Stored data entries ::
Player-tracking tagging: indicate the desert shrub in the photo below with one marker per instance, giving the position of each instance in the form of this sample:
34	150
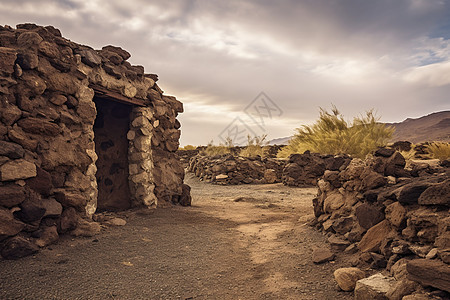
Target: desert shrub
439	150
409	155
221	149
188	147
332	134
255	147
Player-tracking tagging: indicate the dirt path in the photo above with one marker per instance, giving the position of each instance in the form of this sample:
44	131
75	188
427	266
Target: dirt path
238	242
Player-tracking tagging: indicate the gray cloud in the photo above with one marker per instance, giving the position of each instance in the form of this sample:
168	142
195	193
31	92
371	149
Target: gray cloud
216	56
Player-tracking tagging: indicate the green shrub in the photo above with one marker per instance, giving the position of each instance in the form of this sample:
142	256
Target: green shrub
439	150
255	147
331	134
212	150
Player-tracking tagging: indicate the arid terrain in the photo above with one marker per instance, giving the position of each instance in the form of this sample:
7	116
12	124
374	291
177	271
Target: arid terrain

Assigned task ::
Tell how many lines of the data above hold the string "arid". Give only the number.

Response to the task ::
2